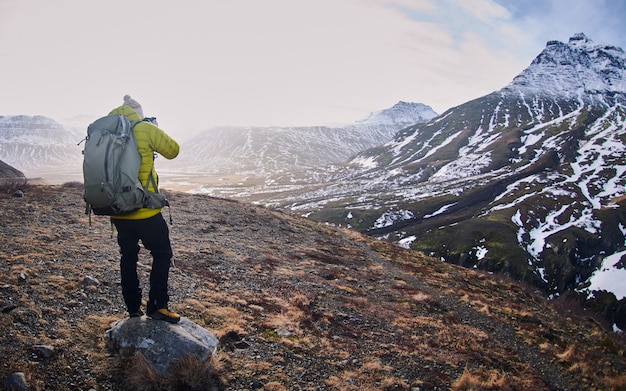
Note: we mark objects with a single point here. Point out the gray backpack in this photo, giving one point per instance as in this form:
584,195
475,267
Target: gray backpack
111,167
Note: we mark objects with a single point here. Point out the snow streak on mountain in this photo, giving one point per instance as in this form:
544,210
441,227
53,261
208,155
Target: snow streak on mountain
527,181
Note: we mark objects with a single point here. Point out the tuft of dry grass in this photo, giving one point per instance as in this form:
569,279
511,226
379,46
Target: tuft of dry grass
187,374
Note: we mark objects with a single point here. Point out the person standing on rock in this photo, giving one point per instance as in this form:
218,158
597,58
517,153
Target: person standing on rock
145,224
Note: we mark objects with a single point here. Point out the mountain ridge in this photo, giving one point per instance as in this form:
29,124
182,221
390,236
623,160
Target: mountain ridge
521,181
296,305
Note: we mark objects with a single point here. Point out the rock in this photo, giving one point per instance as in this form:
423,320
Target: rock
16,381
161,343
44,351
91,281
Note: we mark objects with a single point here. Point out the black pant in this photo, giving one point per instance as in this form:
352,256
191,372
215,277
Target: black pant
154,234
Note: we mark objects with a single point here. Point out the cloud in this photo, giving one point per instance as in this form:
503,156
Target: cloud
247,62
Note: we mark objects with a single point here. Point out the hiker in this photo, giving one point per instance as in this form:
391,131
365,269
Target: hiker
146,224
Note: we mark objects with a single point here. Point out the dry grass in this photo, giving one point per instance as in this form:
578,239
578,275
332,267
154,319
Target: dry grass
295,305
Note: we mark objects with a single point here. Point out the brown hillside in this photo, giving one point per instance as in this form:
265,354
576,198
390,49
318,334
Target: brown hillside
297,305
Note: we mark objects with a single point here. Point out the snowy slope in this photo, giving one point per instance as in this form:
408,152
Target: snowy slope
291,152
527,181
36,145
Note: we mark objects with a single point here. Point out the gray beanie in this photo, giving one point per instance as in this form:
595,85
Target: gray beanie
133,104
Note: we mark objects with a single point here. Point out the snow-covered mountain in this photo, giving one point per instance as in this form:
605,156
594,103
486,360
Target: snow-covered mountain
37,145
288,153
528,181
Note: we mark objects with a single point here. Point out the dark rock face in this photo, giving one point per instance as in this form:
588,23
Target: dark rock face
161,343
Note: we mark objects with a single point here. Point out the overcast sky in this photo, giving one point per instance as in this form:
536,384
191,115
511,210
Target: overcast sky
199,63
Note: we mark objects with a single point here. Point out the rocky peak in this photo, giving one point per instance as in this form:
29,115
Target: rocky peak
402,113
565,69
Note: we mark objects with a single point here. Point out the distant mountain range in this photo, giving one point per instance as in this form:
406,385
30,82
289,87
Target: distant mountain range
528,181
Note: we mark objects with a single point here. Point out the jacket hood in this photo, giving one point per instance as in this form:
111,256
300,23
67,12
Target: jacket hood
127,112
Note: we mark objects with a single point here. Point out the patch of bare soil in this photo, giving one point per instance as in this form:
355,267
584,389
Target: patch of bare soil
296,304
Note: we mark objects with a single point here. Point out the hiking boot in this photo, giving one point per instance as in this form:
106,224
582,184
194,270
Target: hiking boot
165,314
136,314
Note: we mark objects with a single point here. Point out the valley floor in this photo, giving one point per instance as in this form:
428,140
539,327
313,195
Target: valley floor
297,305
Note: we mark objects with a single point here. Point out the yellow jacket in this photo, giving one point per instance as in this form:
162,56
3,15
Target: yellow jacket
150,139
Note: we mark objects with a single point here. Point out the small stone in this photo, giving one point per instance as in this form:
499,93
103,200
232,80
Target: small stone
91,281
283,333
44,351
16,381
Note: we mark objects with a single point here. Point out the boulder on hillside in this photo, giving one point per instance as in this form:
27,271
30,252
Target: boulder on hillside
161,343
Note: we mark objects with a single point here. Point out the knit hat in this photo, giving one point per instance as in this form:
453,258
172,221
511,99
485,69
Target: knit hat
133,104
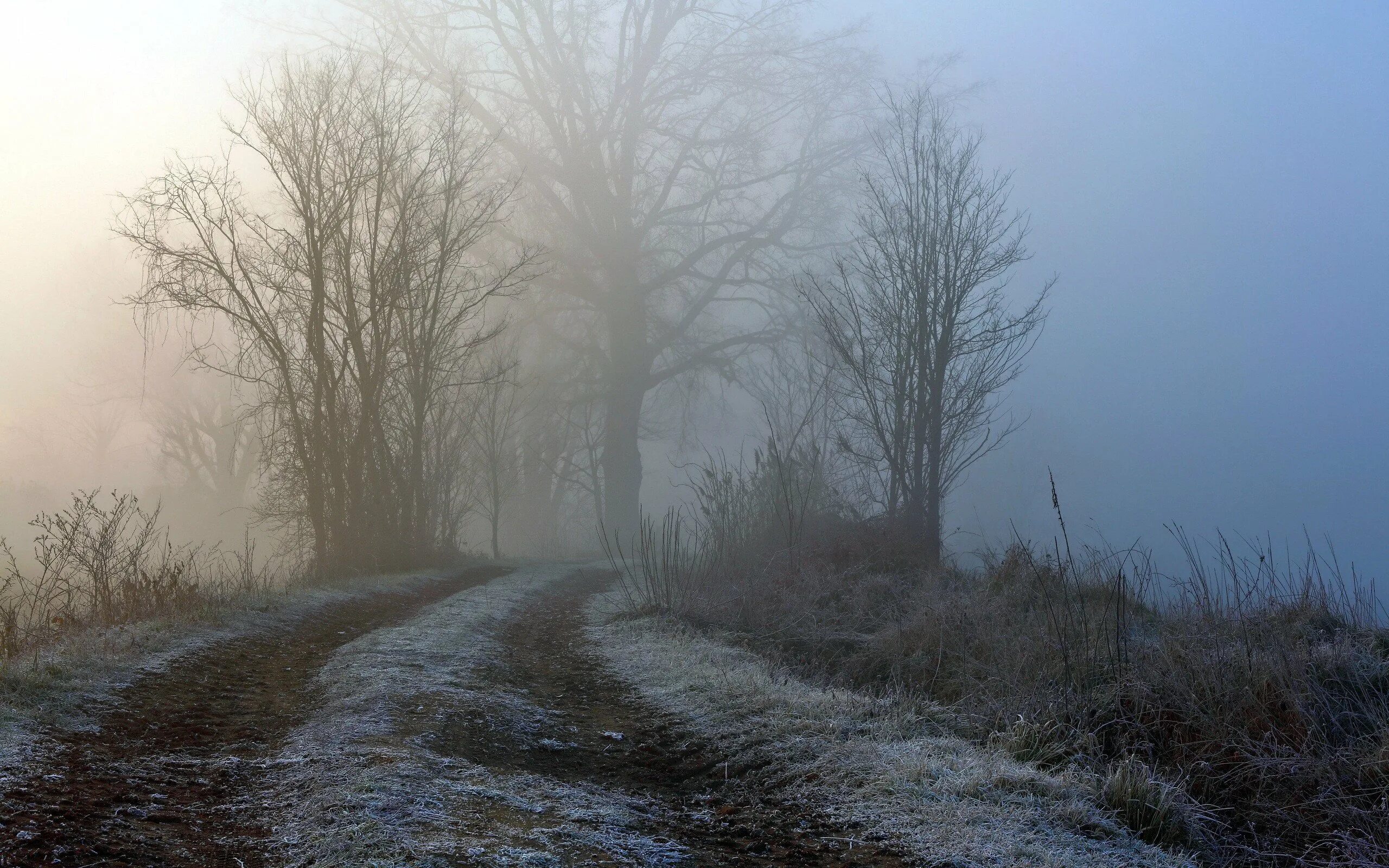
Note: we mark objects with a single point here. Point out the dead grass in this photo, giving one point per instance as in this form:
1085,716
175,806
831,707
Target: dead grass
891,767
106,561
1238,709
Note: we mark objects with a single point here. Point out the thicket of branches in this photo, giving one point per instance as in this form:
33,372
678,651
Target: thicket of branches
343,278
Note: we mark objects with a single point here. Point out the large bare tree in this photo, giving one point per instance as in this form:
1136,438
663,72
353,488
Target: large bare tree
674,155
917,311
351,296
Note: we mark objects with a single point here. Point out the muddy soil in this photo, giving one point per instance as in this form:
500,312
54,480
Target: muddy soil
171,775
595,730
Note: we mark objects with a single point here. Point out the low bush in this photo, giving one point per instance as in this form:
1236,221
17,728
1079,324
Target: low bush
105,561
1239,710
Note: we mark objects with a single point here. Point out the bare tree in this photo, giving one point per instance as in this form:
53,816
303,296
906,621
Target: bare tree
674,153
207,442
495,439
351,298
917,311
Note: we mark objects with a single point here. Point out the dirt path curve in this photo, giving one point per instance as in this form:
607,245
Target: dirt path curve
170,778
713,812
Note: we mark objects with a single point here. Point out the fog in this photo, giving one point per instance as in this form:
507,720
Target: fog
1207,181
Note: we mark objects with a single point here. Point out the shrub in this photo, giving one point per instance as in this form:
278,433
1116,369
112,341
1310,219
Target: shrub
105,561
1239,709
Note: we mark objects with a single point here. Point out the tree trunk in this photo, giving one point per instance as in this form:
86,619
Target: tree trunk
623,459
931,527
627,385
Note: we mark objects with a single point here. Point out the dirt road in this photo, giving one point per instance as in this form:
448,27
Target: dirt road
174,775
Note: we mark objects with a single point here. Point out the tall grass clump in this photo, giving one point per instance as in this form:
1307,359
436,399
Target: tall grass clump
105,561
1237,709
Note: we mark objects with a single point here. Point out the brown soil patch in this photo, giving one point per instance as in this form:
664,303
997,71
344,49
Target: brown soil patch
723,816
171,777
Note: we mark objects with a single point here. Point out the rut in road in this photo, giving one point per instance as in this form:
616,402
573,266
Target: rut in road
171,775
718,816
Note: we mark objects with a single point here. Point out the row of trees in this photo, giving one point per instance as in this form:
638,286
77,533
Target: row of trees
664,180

> [Instructions to follow]:
Pictures are excluded; repeat every record exactly.

> [Full answer]:
Note: we mark objects with a single point here. Point out the gray backpack in this photo, giving one point per instance as in this form:
584,195
475,267
Target: gray backpack
111,167
Note: we mark objects with a single point here. Point out the snow streak on mountain in this photo, giving one point per instance as in this form:
544,210
441,227
53,261
208,155
Target: snow streak on mountain
527,181
Note: we mark objects with a single point here. Point out the tuft of dry grass in this photo, giving one point per instance as in this form:
569,279
511,226
379,46
Target: tuft of dry grass
187,374
Note: we mark objects with a single point here. Point out the person standing on rock in this photo, giving one point per instance as in this form:
218,158
597,58
517,153
Target: person standing on rock
145,224
Note: we mark objects with a single point here. Point out the mountain ridge in this photo, giving one point per instance as in this form:
29,124
182,221
390,236
623,160
Target: mountain ridge
521,181
296,305
Note: we mark objects with a single point here. Point out the rock in this photo, giving one point per instance as in this form:
423,320
Target: rock
16,381
161,343
44,351
91,281
Note: we mark objects with a single point here. Point out the black pant in this photo, giving one point per instance as in this form:
352,256
191,372
215,277
Target: black pant
154,234
Note: we mark objects with a single point here. Point out the cloud in this photo, giving one point per instance as in this form:
503,156
Target: cloud
247,62
Note: we mark objects with a single point here. Point out the hiker in this photo, giving one point per instance as in this form:
391,131
365,269
Target: hiker
146,224
Note: we mark objects with a single point here. Point out the dry grass in this photo, giving one point per instance as in this form:
578,239
578,275
332,267
154,319
Target: dry grass
295,305
Note: we mark objects with a single point here. Point out the brown hillside in this photo, giving one point per instance as in this form:
265,354
576,198
390,49
318,334
Target: brown hillside
297,305
Note: we mark objects with a single point here. Point out the snowy slope in this photo, giving one point per instance as in this form:
408,152
Target: snowy slope
291,152
527,181
36,145
Note: we mark objects with a single point here. Point out the gray beanie in this photo, giving one point per instance as in this form:
595,85
Target: gray beanie
133,104
Note: we mark objects with a single point here. Point out the snow-covered mountain in this photo, giving one point per instance as in this form:
605,156
594,103
486,360
Target: snow-covered mountain
37,145
288,153
528,181
Note: we mark objects with a single point here. Point out the dark rock face in this photo, giving one point per instance as in this form:
588,23
Target: dark rock face
161,343
Note: we mark objects with a single point here. Point out the overcast sky in this photo, giving one point per instance as in this form:
536,384
191,115
511,210
Target: overcast sky
199,63
Note: we mark objects with a single point here. Point out the rocky peak in this photo, giving one point per instance as in this form:
29,115
Target: rocky peak
402,113
565,69
Note: we mark objects with a single point here. Point out the distant mountain range in this photo, giving one point per instance as in this form:
406,385
30,82
289,87
Target: distant mountain range
528,181
Note: we mark objects with a single point here. Point out the jacket hood in this photo, giving one point per instance as in this form:
111,256
300,23
67,12
Target: jacket hood
127,112
Note: we mark objects with a single point here. Point out the patch of bare soil in this photo, giving one point per instance as in this form:
355,267
584,389
Target: patch of bare soil
296,304
Note: we mark objects with a single point here. Point out the hiking boot in this photo, giving one point per instance as in this form:
106,224
582,184
194,270
Target: hiking boot
165,314
136,314
Note: we mark objects with a single point here. Point out the valley floor in this photo, giving one point per instance as in this form:
428,140
539,327
313,195
Target: valley floor
297,305
Note: we mark objects with a single point here. Point out the yellow jacket in this photo, giving one point per instance as in this form:
162,56
3,15
Target: yellow jacket
150,139
Note: we mark objects with a single point here. Point out the small stone in this photo, giving one point per instance as in this form:
499,93
103,200
232,80
Target: small stone
91,281
283,333
44,351
16,381
Note: we mark objects with a single point here. Point out the boulder on hillside in this photo, giving one point per instance as in this form:
27,271
30,252
Target: boulder on hillside
161,343
Note: we mark objects with a single point here. Point out the knit hat in this photo, giving one point per instance as in this form:
453,258
172,221
511,99
485,69
Target: knit hat
133,104
Note: we mark objects with a single point here. Point out the dead grass in this photo, giving one point per instance as in this form:
1085,716
175,806
831,707
Target: dead grass
891,767
106,561
1238,709
Note: we mark objects with a single point here. Point out the thicket of branches in this photo, giving one point per instance as in this form:
33,372
678,651
Target: thicket of branches
343,278
Note: we mark objects with a single point here. Point out the large bare tree in this photo, giving one point per instance as in this form:
1136,438
663,72
353,488
Target: large bare tree
674,155
917,311
351,296
Note: we mark objects with a single point here. Point out the muddy soil in this photo, giving one point per instance as in this form:
500,312
54,480
Target: muddy soil
171,775
595,730
Note: we mark objects with a single point here. Point out the low bush in this photo, giving one point per instance as in this form:
1236,221
17,728
1079,324
Target: low bush
105,561
1239,710
Note: we mark objects with a single point here. Point out the bare tree in this photo, giving one point per instance as in this form:
53,816
303,296
906,621
Target: bare tree
674,153
207,442
495,439
351,298
917,311
Note: we mark objects with a single point here. Point out the dirt path curve in this photo, giving one point per instance as in this form:
607,245
Target: dirt path curve
170,778
713,812
Note: we mark objects with a single point here. Point out the fog in this photo, giving one point per instance as in this form:
507,720
Target: fog
1207,181
Note: we mark objects with a single point here. Point out the shrub in this photo, giving one point per instance as in this form:
278,433
1116,369
112,341
1310,219
Target: shrub
105,561
1239,709
Note: we mark objects with a single point here. Point out the tree trunk in this photo, giving one point per instance as in this form:
86,619
Target: tree trunk
623,459
931,527
627,385
Note: we mark objects with a single point here. Point out the dirt road in this photo, giving one point per instance as in this form:
448,27
Target: dirt road
174,775
Note: we mark objects with a single point here. Point out the tall grass clump in this photo, giving one point per instance as in this form:
1307,359
436,399
Target: tall grass clump
105,561
1237,709
Note: we mark objects with a single point here. Point out the brown soil patch in this photo, giving one point per instance as in this form:
664,303
997,71
344,49
Target: brown soil patch
723,816
171,777
Note: we mark objects with a single point here. Point out the rut in road in this photo, giving one point per instance as in this form:
616,402
573,266
Target: rut in road
171,775
718,816
Note: we mark objects with a single point here. Point out the row of trees in this photo, giving one point per instance as in this form:
638,286
77,533
Target: row of trees
664,180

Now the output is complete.